§ **ASSIGNMENT**: Transcribe every entry word for word, but skip the images.

Saved entries
########

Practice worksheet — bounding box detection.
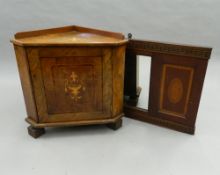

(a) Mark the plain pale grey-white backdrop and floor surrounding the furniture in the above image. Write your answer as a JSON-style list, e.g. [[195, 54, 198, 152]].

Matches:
[[0, 0, 220, 175]]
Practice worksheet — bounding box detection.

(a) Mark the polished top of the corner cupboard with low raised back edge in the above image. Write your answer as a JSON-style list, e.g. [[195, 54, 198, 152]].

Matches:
[[11, 26, 127, 46]]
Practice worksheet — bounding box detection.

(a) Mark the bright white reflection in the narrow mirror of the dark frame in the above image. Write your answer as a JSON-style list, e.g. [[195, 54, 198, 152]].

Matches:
[[137, 55, 151, 109]]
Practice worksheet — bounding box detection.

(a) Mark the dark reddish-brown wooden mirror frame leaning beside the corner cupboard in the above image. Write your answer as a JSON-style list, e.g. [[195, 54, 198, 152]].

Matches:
[[124, 40, 211, 134]]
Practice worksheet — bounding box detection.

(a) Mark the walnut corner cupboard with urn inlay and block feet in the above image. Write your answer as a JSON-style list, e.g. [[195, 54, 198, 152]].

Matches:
[[12, 26, 127, 138]]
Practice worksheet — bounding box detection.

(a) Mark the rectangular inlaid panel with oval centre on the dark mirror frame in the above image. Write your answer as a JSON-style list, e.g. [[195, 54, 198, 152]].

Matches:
[[159, 64, 194, 118]]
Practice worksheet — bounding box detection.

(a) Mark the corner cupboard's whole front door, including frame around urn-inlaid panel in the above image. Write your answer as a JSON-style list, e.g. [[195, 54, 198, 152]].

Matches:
[[28, 47, 112, 122]]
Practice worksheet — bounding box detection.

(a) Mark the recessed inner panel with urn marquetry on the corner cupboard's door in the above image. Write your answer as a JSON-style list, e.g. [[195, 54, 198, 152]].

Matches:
[[40, 57, 102, 115]]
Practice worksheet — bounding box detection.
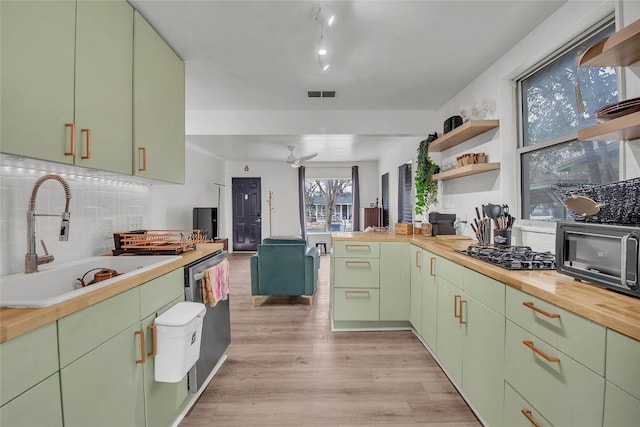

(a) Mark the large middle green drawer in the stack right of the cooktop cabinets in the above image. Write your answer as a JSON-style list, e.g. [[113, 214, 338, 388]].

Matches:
[[505, 321, 605, 427]]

########

§ **OUTPUT OF THE TASK**:
Practice worksheet — bounding box detection.

(a) Mark the plain pale grey-white backdrop and floor surrounding the furniture in the above image. Write your answer as a JSON-style list, e.g. [[195, 54, 198, 152]].

Matches:
[[0, 0, 220, 175]]
Practice worksheet — bounding box detection.

(a) Mark the polished top of the corner cupboard with low raised back edge in the above image. Write your answer as a JSON-style list, e.g. [[195, 54, 198, 152]].

Matches:
[[11, 26, 127, 46]]
Practice worksheet — bounding box detection.

(a) Mark the bright white reflection in the narrow mirror of the dark frame in the above image. Write your answer as a JSON-style list, e.g. [[195, 54, 198, 152]].

Matches:
[[137, 55, 151, 109]]
Practice worksheet — bounding box detection.

(a) Mark the dark reddish-brown wooden mirror frame leaning beside the corner cupboard in the above image. Write your answer as a JSON-style list, e.g. [[195, 54, 198, 152]].

Matches:
[[124, 40, 211, 134]]
Practice worksheet — bounding box detection.

(a) Mark the walnut corner cupboard with urn inlay and block feet in the above image. Write your answer as a JSON-style list, e.g. [[195, 54, 198, 152]].

Matches:
[[12, 26, 127, 138]]
Practice worksheet — bounding box detection.

(a) Mark the rectangular inlaid panel with oval centre on the dark mirror frame in the above image. Write your answer as a JSON-style list, e.g. [[195, 54, 198, 152]].

Matches:
[[159, 64, 194, 118]]
Practice worksheet — bounding box detection.

(a) Mark the corner cupboard's whole front door, including frame around urn-inlaid panel in the above image. Write your answer as a JSON-style list, e.g. [[195, 54, 198, 152]].

Matches:
[[28, 47, 112, 122]]
Practice worksheet — bounding box detection.

(a) Mark the recessed inner panel with urn marquetry on the corner cupboard's door in the above image. Write your answer as a JSON-style list, e.g. [[195, 54, 198, 152]].

Matches:
[[40, 57, 102, 115]]
Practice worksheet — bounding box detection.

(a) Mark the large middle green drawer in the stack right of the cooktop cabinets in the above image. Write your answer as a JSON-style list, e.g. [[113, 214, 338, 388]].

Matches:
[[505, 321, 605, 427]]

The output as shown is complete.